[Point labeling examples]
-- START --
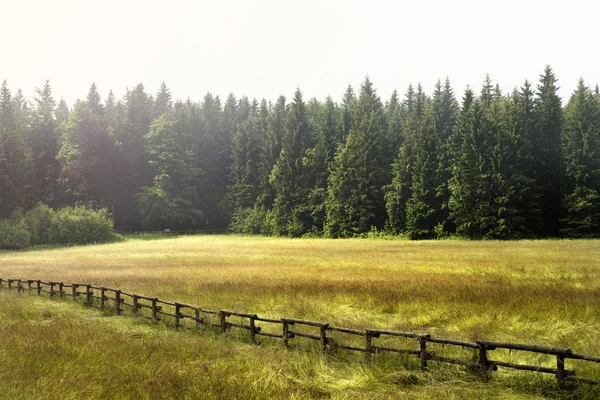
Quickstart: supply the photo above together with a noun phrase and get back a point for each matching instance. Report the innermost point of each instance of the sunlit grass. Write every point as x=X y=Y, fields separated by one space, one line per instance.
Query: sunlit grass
x=540 y=292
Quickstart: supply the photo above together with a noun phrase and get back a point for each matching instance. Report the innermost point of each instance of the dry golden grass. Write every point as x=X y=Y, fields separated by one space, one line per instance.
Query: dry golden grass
x=541 y=292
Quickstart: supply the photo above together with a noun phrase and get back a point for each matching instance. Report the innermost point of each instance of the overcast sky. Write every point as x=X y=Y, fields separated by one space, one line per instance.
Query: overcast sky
x=269 y=47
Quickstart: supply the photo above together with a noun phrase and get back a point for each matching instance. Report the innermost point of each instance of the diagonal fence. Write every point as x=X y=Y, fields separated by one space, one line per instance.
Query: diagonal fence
x=369 y=341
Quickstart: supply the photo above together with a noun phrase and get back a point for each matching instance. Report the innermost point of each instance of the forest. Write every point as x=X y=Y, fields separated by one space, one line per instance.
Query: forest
x=488 y=165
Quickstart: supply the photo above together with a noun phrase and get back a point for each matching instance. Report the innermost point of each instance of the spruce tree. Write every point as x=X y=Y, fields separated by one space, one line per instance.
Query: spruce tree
x=44 y=146
x=15 y=162
x=355 y=196
x=548 y=157
x=272 y=132
x=398 y=192
x=174 y=199
x=445 y=108
x=581 y=140
x=288 y=178
x=163 y=102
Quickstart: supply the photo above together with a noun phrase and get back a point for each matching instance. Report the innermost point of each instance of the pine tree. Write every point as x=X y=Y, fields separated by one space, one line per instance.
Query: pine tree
x=424 y=206
x=348 y=103
x=548 y=158
x=468 y=199
x=288 y=178
x=86 y=158
x=523 y=206
x=445 y=108
x=44 y=146
x=14 y=158
x=581 y=138
x=355 y=195
x=173 y=200
x=163 y=102
x=271 y=150
x=398 y=192
x=319 y=159
x=94 y=100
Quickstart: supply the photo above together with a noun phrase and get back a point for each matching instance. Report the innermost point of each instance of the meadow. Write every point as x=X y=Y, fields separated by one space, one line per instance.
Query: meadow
x=540 y=292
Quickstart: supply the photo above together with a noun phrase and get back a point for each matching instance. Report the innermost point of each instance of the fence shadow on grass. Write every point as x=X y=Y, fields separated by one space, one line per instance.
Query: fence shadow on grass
x=330 y=338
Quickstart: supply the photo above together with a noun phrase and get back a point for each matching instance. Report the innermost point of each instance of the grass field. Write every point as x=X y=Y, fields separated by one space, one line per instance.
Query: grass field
x=539 y=292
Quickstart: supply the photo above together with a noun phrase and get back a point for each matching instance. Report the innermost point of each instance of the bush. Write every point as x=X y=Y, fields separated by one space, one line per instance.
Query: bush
x=14 y=234
x=41 y=223
x=80 y=225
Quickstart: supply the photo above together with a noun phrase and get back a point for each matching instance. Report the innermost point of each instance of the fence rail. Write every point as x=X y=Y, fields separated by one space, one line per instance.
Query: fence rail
x=291 y=328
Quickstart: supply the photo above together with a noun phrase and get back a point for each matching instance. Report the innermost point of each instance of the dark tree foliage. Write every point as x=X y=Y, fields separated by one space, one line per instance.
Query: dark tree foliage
x=355 y=189
x=497 y=166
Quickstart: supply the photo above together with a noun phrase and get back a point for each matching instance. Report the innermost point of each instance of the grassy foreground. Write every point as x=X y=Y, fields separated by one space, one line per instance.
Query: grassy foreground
x=542 y=292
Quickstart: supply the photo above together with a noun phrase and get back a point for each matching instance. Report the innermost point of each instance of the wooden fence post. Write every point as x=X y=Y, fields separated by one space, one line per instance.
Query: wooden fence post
x=286 y=329
x=135 y=303
x=423 y=351
x=323 y=334
x=118 y=302
x=177 y=315
x=154 y=309
x=560 y=370
x=88 y=295
x=252 y=330
x=483 y=360
x=198 y=320
x=102 y=297
x=223 y=318
x=368 y=346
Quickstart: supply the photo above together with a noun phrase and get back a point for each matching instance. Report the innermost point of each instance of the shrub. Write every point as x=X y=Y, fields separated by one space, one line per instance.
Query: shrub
x=41 y=223
x=80 y=225
x=13 y=234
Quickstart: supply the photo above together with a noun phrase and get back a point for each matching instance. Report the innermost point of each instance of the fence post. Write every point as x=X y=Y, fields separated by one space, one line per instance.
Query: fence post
x=198 y=323
x=223 y=319
x=88 y=295
x=102 y=297
x=135 y=303
x=423 y=351
x=154 y=309
x=253 y=330
x=483 y=360
x=368 y=346
x=560 y=370
x=118 y=302
x=286 y=329
x=323 y=332
x=177 y=315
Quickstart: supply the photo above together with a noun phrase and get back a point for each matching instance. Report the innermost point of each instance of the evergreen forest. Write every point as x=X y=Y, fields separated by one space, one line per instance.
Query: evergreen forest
x=487 y=165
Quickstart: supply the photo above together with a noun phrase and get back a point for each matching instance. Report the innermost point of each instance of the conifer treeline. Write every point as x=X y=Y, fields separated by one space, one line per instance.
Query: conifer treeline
x=494 y=165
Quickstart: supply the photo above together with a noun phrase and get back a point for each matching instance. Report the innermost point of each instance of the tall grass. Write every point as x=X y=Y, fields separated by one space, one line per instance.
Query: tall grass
x=543 y=292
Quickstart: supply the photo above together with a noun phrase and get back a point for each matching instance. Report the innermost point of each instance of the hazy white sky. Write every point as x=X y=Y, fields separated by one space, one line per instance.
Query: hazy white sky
x=264 y=48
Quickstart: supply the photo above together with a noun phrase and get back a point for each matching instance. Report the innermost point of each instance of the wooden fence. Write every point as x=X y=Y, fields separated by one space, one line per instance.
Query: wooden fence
x=369 y=341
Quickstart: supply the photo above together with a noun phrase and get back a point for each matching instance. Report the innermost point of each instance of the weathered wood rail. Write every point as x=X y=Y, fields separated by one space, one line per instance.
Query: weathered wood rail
x=290 y=328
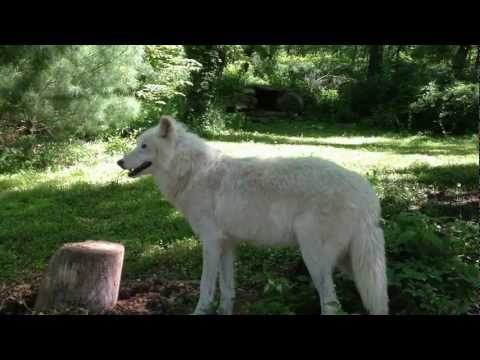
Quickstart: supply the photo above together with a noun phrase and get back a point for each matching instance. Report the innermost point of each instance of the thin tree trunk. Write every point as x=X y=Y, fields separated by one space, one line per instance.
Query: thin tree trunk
x=375 y=61
x=460 y=61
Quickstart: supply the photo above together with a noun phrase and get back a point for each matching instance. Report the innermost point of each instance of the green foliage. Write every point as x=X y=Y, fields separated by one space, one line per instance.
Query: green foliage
x=63 y=90
x=450 y=109
x=168 y=79
x=426 y=274
x=200 y=95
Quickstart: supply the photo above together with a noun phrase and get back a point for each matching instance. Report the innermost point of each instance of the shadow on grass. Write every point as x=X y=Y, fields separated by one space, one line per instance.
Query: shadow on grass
x=35 y=223
x=467 y=175
x=316 y=134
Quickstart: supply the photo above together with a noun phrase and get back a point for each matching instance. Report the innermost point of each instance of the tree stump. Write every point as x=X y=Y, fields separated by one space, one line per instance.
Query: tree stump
x=82 y=275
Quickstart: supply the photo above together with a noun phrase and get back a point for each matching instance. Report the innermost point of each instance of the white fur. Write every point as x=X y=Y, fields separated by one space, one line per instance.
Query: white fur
x=331 y=213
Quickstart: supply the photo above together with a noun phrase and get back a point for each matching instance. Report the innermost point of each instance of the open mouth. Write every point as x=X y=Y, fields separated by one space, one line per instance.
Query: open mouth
x=139 y=169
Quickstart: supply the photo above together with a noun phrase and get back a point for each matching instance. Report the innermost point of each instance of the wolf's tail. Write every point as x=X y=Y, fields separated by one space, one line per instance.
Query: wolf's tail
x=369 y=268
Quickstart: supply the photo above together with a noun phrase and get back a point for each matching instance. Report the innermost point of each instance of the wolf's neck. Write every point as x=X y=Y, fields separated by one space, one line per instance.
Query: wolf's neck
x=192 y=157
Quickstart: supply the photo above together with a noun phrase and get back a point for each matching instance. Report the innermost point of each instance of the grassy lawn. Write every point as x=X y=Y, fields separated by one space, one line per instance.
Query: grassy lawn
x=86 y=196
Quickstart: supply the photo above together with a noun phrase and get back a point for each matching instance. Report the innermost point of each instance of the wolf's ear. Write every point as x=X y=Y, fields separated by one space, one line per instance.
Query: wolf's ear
x=166 y=126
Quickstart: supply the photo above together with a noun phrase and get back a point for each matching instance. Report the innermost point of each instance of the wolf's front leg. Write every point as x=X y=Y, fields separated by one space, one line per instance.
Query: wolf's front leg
x=227 y=285
x=211 y=259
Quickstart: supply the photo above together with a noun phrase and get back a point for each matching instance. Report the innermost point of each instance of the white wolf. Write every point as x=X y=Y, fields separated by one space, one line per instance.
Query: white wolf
x=331 y=213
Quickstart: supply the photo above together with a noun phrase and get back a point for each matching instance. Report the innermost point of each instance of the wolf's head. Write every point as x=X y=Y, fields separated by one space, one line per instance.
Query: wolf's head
x=155 y=149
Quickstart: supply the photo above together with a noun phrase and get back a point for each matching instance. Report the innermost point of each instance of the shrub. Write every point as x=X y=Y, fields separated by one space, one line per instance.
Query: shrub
x=425 y=271
x=450 y=109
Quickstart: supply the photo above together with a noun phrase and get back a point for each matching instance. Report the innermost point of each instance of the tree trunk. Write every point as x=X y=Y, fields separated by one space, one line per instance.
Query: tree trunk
x=375 y=61
x=460 y=60
x=477 y=61
x=82 y=275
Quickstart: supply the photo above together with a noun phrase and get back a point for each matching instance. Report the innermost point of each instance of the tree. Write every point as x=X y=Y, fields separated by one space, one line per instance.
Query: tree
x=460 y=60
x=375 y=61
x=199 y=97
x=61 y=90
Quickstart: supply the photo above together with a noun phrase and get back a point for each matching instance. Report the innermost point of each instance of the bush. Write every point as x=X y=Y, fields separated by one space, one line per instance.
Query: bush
x=450 y=109
x=425 y=270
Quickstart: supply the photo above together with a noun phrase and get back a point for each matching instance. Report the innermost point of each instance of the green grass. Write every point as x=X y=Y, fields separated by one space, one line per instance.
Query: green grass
x=91 y=198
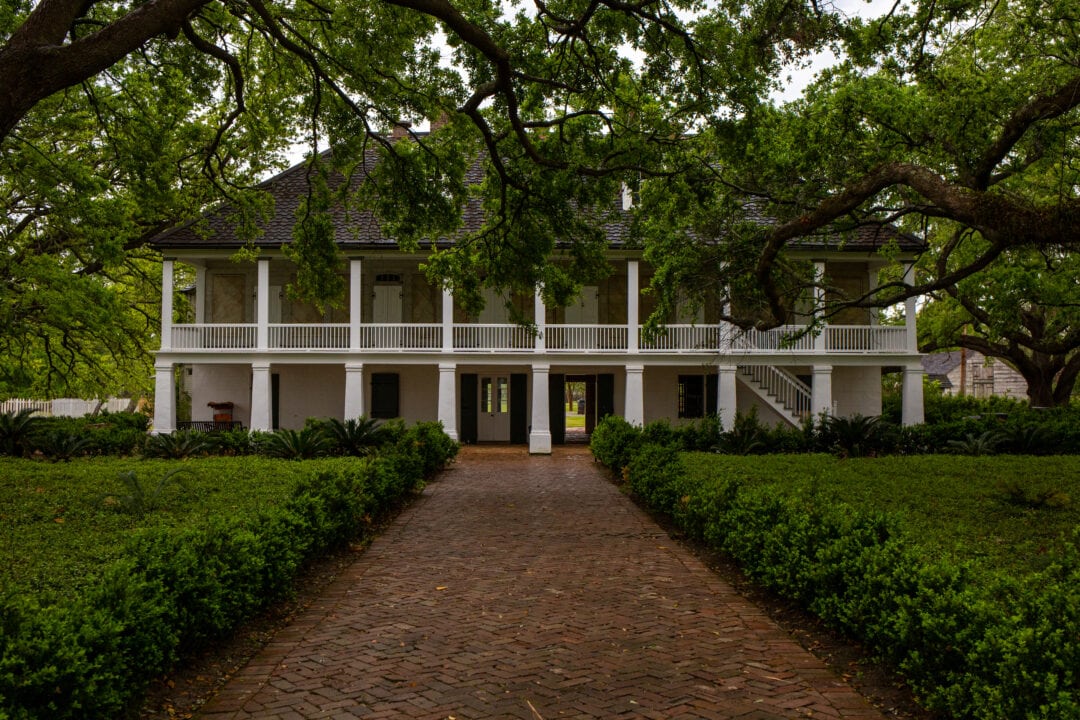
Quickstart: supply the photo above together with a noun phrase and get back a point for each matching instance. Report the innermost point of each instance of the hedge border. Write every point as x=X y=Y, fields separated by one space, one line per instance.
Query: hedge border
x=1000 y=652
x=177 y=591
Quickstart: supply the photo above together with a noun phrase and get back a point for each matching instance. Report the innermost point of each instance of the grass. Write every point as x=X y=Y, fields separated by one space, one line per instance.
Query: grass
x=62 y=524
x=964 y=507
-- END --
Extract only the lines from the one that contains "the green grass." through the end of the records, inclusive, and omit every picture.

Quickstart: supply the photo above together with a noun phrase and get back a point for each matching instance. Report the innermost point of each instance of the green grass. Write every point as x=X y=Y, fields separated by one space, one line per instance.
Query: green grass
x=91 y=198
Quickstart: supply the photo above together with a noun phrase and get back a point for each matching instance. Report the innermost point of each instance of the hedge border. Write every point as x=X y=Y, fields separated by one space, one line per instance.
Query: hedge border
x=1000 y=652
x=177 y=591
Quickstart: supply the photo above together with a noun phrase and get back a point for each matching instance. Report the innermost point of each instance of the grass. Write every point as x=X y=Y, fields separated by one space, one line per instance.
Query: grass
x=62 y=524
x=964 y=507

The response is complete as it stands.